Segment Start: TEXT PASSAGE

Former Canadian motor coach operator for the Maritime Provinces

Acadian Lines was a Canadian coach operator based in Moncton, New Brunswick.

==History==
The company was established in Halifax, Nova Scotia by industrialist (Fred C Manning?) Roy Jodrey on 1 August 1938 as Nova Scotia Coach Lines, a division of United Service Corporation. In 1947, it became known as Acadian Lines and on 28 December 1955, Acadian Lines became a wholly owned company when it was purchased from United Service Corporation by George C. Thompson, Ralph A. Pepper, and Gordon H. Thompson. The company subsequently purchased the bus operations of Fleetlines Limited of Halifax and Highland Lines of Sydney. Acadian Lines operated regular passenger and parcel express services between communities throughout the province.

Acadian Lines was Nova Scotian-owned until December 1995, when the Irving Transportation Group purchased Acadian Lines and merged SMT (Eastern), an Irving subsidiary which operated scheduled and chartered bus services in New Brunswick and Prince Edward Island, with Acadian Lines while maintaining and expanding the Acadian name throughout the Maritimes.

In 2004, Irving Transportation Group sold Acadian Lines to Keolis which brought it under the control of its Orléans Express subsidiary. Orléans Express modified the company logo to include an upside-down "a" for the third "a" (thus becoming Acadiɐn); the legal company name remains spelled "Acadian" for correspondence. Effectively, this made the logo a bilingual ambigram, as the "ɐ" could either stand for "a" (English), or "e" (French).

==Former operations==
Acadian Lines operated regular bus services between New Brunswick, Prince Edward Island and Nova Scotia as well as Rivière-du-Loup, and Quebec (connecting with Orléans Express).

In 2006, Acadian Lines cancelled bus service on the route between Halifax and Yarmouth due to low ticket sales.

Segment End: TEXT PASSAGE
Segment Start: EXTRACTED DATA

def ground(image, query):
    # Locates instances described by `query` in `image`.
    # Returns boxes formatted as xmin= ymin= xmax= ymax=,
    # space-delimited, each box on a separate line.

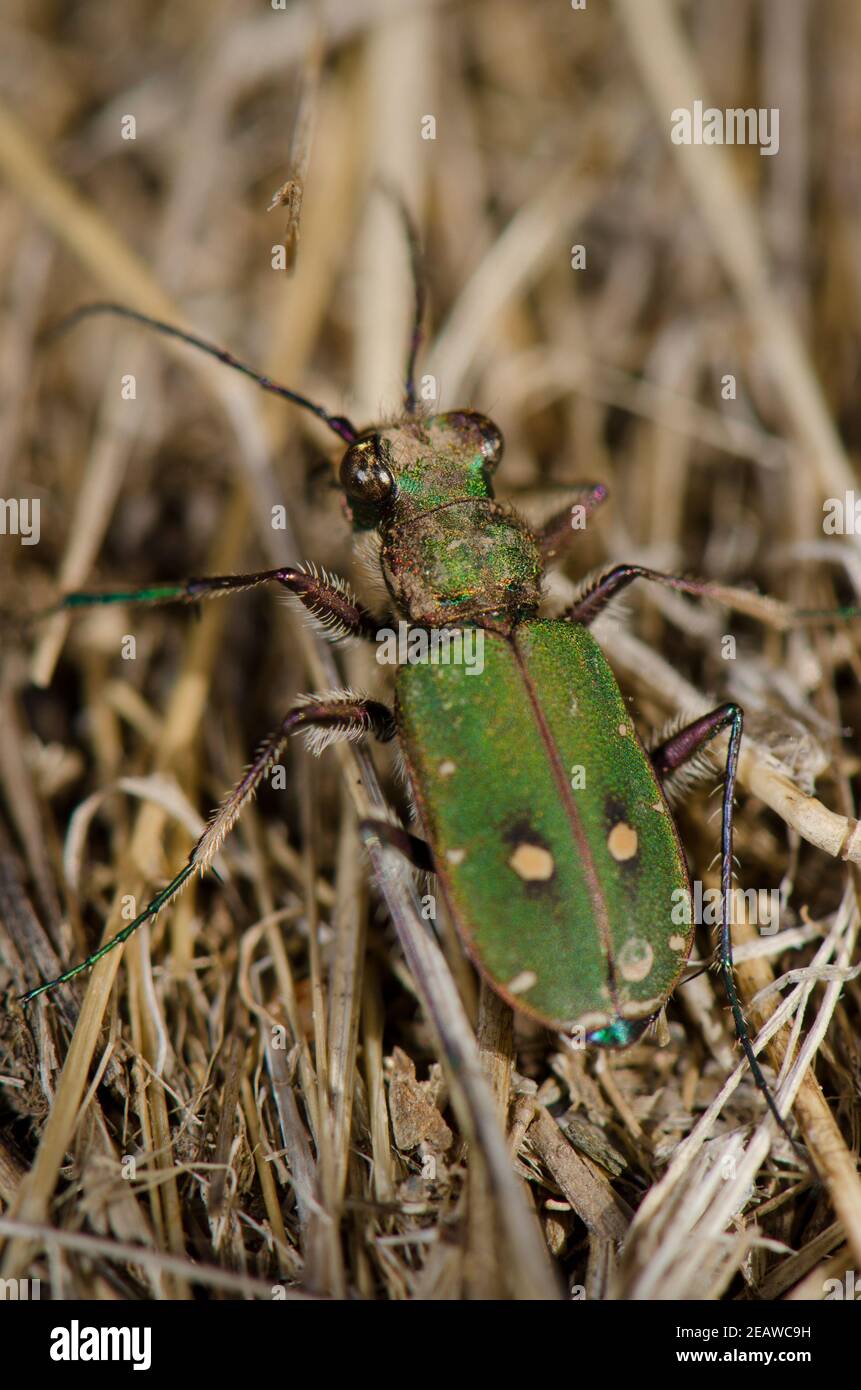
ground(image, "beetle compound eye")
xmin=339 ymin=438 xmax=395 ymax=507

Segment End: EXTRACTED DATA
Segment Start: EXTRACTED DATA

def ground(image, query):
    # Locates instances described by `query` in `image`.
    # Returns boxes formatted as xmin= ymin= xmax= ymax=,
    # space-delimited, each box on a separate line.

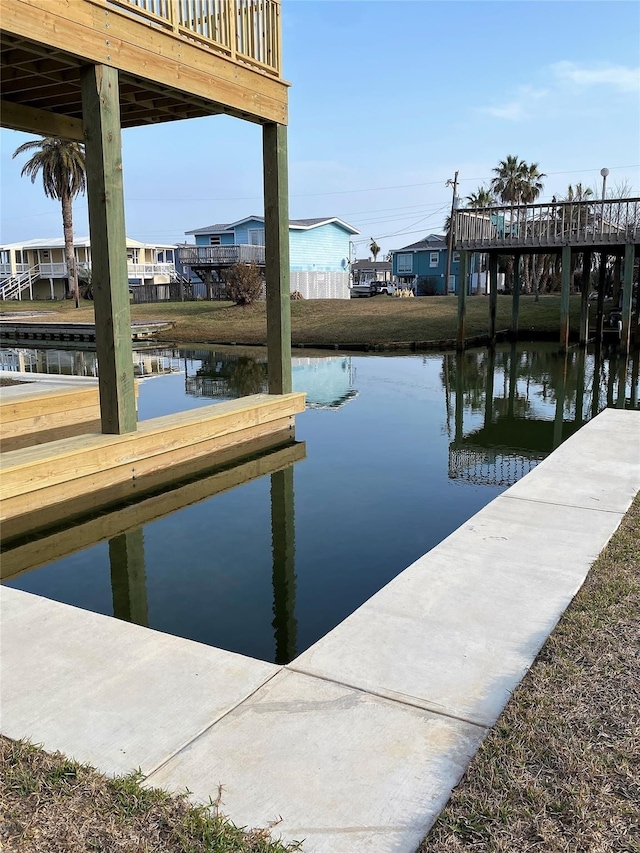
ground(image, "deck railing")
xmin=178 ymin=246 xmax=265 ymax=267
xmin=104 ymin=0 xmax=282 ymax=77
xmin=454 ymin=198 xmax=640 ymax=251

Segment End: EXTRACTED DATA
Segment Start: EXTRACTED DATA

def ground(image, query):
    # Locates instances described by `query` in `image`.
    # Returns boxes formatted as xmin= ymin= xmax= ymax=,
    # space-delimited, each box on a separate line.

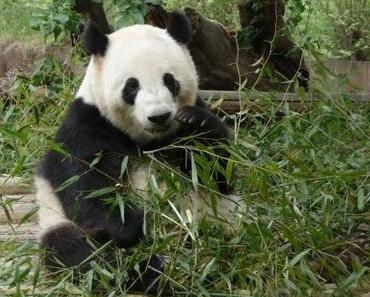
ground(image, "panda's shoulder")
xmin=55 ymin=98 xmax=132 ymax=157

Segment End: EXTRACTED DATA

● **THINGS TO DO**:
1: In the Acadian Lines text, substitute "Maritime Express" for "Orléans Express" and write out the part that opens with "In 2004, Irving" and closes with "low ticket sales.".
2: Resume the Acadian Lines text from the point where it stops.
The material after the text comes from a different source.

● **ANSWERS PROVIDED**:
1:
In 2004, Irving Transportation Group sold Acadian Lines to Keolis which brought it under the control of its Maritime Express subsidiary. Maritime Express modified the company logo to include an upside-down "a" for the third "a" (thus becoming Acadiɐn); the legal company name remains spelled "Acadian" for correspondence. Effectively, this made the logo a bilingual ambigram, as the "ɐ" could either stand for "a" (English), or "e" (French).

==Former operations==
Acadian Lines operated regular bus services between New Brunswick, Prince Edward Island and Nova Scotia as well as Rivière-du-Loup, and Quebec (connecting with Maritime Express).

In 2006, Acadian Lines cancelled bus service on the route between Halifax and Yarmouth due to low ticket sales.

2:
In 2011, Acadian Lines cancelled bus service on the route between Saint John, New Brunswick and Bangor, Maine due to low ticket sales.

From 2 December 2011 until 16 May 2012 the company completely shut down its New Brunswick and Prince Edward Island operations after it locked out 59 drivers with Amalgamated Transit Union Local 1229 over a contract dispute. Although Acadian Lines operations in Nova Scotia continued to function, the lack of service in New Brunswick meant that inter-city bus service from Nova Scotia to central Canada was interrupted during this time.

Service restarted in New Brunswick and Prince Edward Island on 16 May serving a limited route network. Routes north of Moncton, New Brunswick to Campbellton, New Brunswick as well as from Saint John, New Brunswick to Fredericton, New Brunswick were reduced or eliminated. Additional buses on existing routes to Prince Edward Island were eliminated. Acadian Lines ceased operations in all three provinces on 30 November 2012, citing financial losses due to regulatory inflexibility for routes.

==Legal status==
The company was incorporated as Acadian Coach Lines LP/Autocars Acadien SEC in New Brunswick, Nova Scotia and Prince Edward Island. Additionally, the company has a subsidiary incorporated in the three provinces named Acadian Motor Coach Tours LP/Tours Autocars Acadien SEC.